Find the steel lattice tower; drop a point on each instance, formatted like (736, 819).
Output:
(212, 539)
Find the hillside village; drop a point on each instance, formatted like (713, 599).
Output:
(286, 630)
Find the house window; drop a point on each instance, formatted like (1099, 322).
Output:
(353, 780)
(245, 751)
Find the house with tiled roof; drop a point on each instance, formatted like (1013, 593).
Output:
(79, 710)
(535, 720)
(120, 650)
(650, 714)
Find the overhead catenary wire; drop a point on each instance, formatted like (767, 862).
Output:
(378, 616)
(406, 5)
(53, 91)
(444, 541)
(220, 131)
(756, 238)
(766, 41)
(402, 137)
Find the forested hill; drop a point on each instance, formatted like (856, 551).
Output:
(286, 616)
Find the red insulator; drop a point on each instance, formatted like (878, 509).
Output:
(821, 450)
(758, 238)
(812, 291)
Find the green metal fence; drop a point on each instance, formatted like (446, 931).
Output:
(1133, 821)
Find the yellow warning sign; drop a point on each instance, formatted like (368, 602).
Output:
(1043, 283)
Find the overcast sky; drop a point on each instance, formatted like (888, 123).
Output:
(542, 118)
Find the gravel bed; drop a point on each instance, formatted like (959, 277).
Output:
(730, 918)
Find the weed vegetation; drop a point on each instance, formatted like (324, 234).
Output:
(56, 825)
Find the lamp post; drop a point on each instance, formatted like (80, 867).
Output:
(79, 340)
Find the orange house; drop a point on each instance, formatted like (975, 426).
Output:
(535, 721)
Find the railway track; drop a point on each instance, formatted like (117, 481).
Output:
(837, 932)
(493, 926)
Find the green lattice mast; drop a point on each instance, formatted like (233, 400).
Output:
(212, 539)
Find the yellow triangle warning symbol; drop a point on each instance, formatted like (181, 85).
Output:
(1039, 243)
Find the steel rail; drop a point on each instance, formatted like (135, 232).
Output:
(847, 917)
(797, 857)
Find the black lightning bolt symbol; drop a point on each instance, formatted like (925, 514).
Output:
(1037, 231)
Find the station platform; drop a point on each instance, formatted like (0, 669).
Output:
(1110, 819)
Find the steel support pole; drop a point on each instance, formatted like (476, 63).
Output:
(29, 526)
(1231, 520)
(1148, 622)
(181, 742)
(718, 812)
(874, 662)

Exercise prompt » Render every line of the records above as a Markdown table with two columns, Row and Line, numbering each row and leaving out blank lines.

Answer to this problem »
| Row | Line |
|---|---|
| 1 | Find the steel lattice tower; drop a point on each instance, formatted like (736, 819). |
| 2 | Output: |
| 3 | (212, 539) |
| 4 | Find the hillside village; drop a point on each instance, formatted like (713, 599). |
| 5 | Output: |
| 6 | (286, 630) |
| 7 | Find the house window; drop a point on each instance, formatted like (1099, 322). |
| 8 | Output: |
| 9 | (353, 780) |
| 10 | (245, 751) |
| 11 | Find the house with tiled roof; drop a point on each instance, formatted like (1013, 593). |
| 12 | Output: |
| 13 | (79, 710) |
| 14 | (535, 720) |
| 15 | (120, 650) |
| 16 | (650, 714) |
| 17 | Find the overhead catenary wire; drop a point on each instance, formatted like (767, 862). |
| 18 | Output: |
| 19 | (378, 616) |
| 20 | (406, 5) |
| 21 | (53, 91) |
| 22 | (444, 541) |
| 23 | (220, 131) |
| 24 | (756, 238) |
| 25 | (766, 41) |
| 26 | (402, 137) |
| 27 | Find the forested hill; drop a point on each instance, formatted like (856, 551). |
| 28 | Output: |
| 29 | (286, 616) |
| 30 | Find the red insulator; drop a point on each instance, formatted like (878, 509). |
| 31 | Output: |
| 32 | (821, 450) |
| 33 | (758, 238) |
| 34 | (812, 291) |
| 35 | Find the green metal fence; drop a point on each instance, formatted like (446, 931). |
| 36 | Output: |
| 37 | (1133, 821) |
| 38 | Find the yellow warning sign; drop a point on each instance, formatted like (368, 602). |
| 39 | Output: |
| 40 | (1043, 283) |
| 41 | Find the overcast sky; drop a point on each instance, formatted like (888, 123). |
| 42 | Output: |
| 43 | (542, 118) |
| 44 | Find the gravel bed; drop a point on each instance, formatted like (959, 277). |
| 45 | Output: |
| 46 | (730, 918) |
| 47 | Find the weed vegetation; drop a point on each instance, formatted like (324, 234). |
| 48 | Output: |
| 49 | (56, 825) |
| 50 | Find the lamp post; drop a point on each instance, formatted like (80, 867). |
| 51 | Output: |
| 52 | (79, 340) |
| 53 | Find the orange house; drop a point on each instance, formatted like (975, 426). |
| 54 | Output: |
| 55 | (535, 721) |
| 56 | Find the railway track; drop a point on each instance, formatted like (117, 481). |
| 57 | Output: |
| 58 | (837, 932) |
| 59 | (493, 926) |
| 60 | Find the green lattice mast; drop a point on each instance, formatted like (233, 400). |
| 61 | Output: |
| 62 | (212, 539) |
| 63 | Find the yellow triangle warning symbol; drop a point on each instance, formatted like (181, 85). |
| 64 | Output: |
| 65 | (1039, 243) |
| 66 | Find the steel rail; drop a point on each instance, formatted like (135, 232). |
| 67 | Output: |
| 68 | (847, 917) |
| 69 | (797, 857) |
| 70 | Find the black lightning bolt symbol; drop a point on each instance, formatted like (925, 514). |
| 71 | Output: |
| 72 | (1037, 231) |
| 73 | Find the station platform; drop a point on each instance, formatted like (0, 669). |
| 74 | Output: |
| 75 | (1110, 819) |
| 76 | Find the steel support pole; drop a point on each instance, formatted like (476, 63). |
| 77 | Output: |
| 78 | (29, 526) |
| 79 | (1231, 520) |
| 80 | (1148, 622) |
| 81 | (181, 742) |
| 82 | (718, 812) |
| 83 | (874, 662) |